Task goal
The answer should be an exact repeat of the stretch of material below from the line containing "Tag each instance of the cluster" through the line containing "Tag each instance of the church".

Data section
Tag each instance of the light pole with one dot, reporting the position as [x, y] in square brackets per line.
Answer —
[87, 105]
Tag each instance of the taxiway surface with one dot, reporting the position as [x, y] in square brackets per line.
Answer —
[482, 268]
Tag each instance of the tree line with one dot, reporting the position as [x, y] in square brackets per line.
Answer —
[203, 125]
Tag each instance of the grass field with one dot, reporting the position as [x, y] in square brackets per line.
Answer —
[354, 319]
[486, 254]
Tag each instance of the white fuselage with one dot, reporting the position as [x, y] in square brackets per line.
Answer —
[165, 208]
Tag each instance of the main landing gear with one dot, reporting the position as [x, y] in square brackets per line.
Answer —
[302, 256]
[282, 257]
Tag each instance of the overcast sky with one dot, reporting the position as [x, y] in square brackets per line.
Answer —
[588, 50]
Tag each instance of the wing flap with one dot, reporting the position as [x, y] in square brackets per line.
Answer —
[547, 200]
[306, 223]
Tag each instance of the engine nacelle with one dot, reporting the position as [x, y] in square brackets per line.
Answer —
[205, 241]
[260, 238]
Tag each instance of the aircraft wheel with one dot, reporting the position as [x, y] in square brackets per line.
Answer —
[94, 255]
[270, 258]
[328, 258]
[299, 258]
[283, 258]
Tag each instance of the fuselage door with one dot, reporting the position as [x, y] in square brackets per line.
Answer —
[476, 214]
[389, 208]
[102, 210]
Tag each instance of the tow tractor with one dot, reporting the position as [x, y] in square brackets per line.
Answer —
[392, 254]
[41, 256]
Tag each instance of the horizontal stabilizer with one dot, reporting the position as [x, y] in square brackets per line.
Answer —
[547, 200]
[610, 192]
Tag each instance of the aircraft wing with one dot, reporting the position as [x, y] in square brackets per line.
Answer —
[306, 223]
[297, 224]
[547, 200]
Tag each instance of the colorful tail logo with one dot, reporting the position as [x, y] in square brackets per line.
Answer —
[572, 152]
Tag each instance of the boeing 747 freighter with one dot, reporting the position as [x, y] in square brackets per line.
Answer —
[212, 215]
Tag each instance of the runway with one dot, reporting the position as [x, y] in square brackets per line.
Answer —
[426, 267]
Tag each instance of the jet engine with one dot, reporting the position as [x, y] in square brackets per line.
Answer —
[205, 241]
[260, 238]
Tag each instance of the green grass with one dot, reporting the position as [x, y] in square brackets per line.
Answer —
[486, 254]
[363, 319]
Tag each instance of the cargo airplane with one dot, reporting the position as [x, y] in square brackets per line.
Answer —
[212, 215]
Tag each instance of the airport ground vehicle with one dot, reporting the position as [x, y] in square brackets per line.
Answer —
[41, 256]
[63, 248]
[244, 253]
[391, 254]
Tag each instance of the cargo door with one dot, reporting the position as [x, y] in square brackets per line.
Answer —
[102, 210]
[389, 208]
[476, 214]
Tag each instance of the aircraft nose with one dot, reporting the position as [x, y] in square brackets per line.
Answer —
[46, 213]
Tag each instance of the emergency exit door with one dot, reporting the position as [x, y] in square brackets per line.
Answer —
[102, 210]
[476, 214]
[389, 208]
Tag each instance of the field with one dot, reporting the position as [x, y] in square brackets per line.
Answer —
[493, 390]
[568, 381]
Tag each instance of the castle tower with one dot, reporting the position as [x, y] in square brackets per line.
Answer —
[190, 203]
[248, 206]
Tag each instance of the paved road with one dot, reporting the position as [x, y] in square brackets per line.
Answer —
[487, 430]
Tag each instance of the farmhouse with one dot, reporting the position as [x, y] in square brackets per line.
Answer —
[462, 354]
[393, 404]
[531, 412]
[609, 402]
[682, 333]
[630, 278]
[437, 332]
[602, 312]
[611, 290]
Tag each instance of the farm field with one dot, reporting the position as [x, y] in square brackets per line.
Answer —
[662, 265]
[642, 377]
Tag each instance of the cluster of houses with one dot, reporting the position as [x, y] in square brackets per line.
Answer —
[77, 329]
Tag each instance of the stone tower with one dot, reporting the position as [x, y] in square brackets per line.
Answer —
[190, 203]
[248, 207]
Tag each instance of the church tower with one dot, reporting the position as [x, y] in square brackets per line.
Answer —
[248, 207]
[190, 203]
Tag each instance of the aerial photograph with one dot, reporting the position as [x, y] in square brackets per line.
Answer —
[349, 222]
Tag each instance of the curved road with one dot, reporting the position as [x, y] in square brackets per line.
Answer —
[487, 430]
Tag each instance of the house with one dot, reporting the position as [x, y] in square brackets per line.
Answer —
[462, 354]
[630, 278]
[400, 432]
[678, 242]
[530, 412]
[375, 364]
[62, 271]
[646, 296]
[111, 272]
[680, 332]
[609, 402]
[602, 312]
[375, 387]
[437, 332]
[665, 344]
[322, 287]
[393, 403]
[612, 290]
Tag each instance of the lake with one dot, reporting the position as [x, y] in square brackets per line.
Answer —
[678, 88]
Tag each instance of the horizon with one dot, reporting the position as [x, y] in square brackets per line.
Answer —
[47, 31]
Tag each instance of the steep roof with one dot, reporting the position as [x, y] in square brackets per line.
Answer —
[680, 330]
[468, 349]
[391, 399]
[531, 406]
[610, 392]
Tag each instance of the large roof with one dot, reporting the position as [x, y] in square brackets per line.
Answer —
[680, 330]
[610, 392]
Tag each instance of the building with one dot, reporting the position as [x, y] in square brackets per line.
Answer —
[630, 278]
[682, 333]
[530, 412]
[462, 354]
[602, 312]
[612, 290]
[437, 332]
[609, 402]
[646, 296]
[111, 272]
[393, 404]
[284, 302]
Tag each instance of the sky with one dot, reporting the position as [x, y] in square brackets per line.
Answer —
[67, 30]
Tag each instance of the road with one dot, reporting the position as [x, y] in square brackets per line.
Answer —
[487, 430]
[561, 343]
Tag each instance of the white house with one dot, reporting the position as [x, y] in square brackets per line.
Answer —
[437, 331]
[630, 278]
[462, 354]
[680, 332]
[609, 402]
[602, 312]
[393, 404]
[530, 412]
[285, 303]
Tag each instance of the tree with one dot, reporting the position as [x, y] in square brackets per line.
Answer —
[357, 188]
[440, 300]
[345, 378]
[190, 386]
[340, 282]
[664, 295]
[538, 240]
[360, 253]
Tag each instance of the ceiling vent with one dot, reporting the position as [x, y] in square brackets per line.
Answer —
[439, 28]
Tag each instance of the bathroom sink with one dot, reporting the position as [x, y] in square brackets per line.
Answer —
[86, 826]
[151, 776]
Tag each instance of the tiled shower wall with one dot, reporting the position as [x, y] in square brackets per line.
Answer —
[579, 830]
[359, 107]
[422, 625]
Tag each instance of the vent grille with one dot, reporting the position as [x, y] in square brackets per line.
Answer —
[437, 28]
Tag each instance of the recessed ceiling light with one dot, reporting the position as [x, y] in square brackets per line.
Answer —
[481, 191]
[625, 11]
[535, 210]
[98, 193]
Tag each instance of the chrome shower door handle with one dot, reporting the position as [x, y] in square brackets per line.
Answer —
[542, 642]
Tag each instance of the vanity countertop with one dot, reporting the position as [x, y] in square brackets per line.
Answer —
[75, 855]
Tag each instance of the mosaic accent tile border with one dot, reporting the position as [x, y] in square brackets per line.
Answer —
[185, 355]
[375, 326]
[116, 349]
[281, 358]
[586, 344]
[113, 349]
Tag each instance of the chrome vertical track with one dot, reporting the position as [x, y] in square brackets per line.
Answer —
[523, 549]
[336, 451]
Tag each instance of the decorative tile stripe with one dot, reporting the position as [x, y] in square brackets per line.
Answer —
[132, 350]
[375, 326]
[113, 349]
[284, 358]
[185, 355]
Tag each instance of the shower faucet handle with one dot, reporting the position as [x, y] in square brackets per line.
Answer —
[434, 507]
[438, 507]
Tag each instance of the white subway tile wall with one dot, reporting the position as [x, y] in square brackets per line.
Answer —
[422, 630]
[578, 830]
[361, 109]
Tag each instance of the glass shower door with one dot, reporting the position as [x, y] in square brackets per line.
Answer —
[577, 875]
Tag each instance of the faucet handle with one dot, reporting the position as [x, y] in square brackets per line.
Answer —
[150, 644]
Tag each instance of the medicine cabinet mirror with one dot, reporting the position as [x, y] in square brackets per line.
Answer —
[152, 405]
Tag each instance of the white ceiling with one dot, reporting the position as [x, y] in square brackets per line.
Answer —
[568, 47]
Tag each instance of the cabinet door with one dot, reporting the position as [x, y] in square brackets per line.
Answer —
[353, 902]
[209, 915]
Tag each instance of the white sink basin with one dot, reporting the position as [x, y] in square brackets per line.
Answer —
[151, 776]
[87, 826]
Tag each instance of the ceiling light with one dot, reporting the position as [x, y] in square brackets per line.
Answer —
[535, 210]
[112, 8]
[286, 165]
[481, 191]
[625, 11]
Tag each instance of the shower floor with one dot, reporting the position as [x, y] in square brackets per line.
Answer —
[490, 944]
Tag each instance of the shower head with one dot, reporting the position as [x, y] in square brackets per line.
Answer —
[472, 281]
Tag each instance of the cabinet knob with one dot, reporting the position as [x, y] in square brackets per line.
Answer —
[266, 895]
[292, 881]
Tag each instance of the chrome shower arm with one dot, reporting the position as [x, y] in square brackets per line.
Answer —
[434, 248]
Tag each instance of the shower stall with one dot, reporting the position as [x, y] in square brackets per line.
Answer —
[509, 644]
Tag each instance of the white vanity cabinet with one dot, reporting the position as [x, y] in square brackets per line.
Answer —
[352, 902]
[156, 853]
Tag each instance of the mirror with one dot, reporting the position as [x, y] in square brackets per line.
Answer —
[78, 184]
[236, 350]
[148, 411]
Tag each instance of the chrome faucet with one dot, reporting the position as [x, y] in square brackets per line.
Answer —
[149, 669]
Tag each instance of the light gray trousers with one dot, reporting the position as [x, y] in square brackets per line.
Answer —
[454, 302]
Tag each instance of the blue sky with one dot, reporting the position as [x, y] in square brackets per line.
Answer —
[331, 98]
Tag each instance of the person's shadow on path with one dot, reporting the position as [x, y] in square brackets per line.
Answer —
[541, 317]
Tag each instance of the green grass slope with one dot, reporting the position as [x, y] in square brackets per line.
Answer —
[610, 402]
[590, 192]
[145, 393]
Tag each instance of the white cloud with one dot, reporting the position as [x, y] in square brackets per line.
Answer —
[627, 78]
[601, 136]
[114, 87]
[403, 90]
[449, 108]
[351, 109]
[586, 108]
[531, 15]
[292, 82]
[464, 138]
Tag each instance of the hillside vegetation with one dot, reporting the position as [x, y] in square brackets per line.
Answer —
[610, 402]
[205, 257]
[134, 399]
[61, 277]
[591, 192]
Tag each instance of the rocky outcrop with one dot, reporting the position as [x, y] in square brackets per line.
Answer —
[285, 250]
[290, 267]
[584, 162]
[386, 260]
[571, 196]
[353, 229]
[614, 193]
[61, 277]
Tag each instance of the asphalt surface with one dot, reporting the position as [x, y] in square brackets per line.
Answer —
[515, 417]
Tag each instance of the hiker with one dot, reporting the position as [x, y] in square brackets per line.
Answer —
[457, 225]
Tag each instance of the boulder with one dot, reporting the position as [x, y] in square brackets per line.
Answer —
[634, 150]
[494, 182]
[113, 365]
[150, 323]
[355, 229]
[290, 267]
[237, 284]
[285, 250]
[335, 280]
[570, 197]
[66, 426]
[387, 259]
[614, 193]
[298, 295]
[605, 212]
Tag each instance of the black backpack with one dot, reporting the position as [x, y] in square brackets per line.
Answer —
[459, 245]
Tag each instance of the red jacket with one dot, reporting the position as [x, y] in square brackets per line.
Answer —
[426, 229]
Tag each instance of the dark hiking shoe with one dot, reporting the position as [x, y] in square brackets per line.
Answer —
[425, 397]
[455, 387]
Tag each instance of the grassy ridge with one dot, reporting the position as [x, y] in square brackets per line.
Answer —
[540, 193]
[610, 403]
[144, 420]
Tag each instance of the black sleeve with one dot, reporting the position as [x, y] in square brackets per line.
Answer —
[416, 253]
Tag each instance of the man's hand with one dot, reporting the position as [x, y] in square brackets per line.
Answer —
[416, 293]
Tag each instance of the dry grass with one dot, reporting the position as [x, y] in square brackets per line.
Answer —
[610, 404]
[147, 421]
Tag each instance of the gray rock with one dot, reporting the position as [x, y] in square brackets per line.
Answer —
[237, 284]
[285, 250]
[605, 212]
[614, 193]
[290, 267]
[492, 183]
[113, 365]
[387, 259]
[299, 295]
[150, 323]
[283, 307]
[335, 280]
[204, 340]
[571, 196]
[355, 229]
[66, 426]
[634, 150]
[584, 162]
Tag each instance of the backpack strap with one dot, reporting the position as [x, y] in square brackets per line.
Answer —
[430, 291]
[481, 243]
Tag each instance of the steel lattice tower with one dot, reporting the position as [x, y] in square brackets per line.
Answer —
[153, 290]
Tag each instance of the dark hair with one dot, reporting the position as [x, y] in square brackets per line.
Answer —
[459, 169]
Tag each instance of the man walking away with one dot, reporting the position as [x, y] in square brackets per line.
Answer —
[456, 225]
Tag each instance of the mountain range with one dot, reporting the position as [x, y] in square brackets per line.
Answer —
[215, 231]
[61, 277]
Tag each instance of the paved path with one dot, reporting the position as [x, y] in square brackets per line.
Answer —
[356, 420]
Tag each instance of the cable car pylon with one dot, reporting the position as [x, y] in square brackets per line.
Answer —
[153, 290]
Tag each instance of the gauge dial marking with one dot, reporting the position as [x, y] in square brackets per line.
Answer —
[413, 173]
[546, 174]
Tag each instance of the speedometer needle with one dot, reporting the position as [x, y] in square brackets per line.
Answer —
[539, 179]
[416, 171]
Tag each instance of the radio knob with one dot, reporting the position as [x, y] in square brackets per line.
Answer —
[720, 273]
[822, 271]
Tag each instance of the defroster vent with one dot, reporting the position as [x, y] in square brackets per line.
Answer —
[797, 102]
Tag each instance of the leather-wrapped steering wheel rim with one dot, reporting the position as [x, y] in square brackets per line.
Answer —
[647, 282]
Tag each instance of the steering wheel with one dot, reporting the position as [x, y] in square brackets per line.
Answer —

Result below
Tag each instance of the cluster of houses with one dot, reporting the position as [x, y] in square brackets per line.
Answer —
[77, 329]
Tag each instance of the stone tower with one dot, reporting the position as [x, y] in square brackets per line.
Answer —
[190, 203]
[248, 207]
Tag each instance of the church tower with one dot, reporting the position as [x, y] in square brackets per line.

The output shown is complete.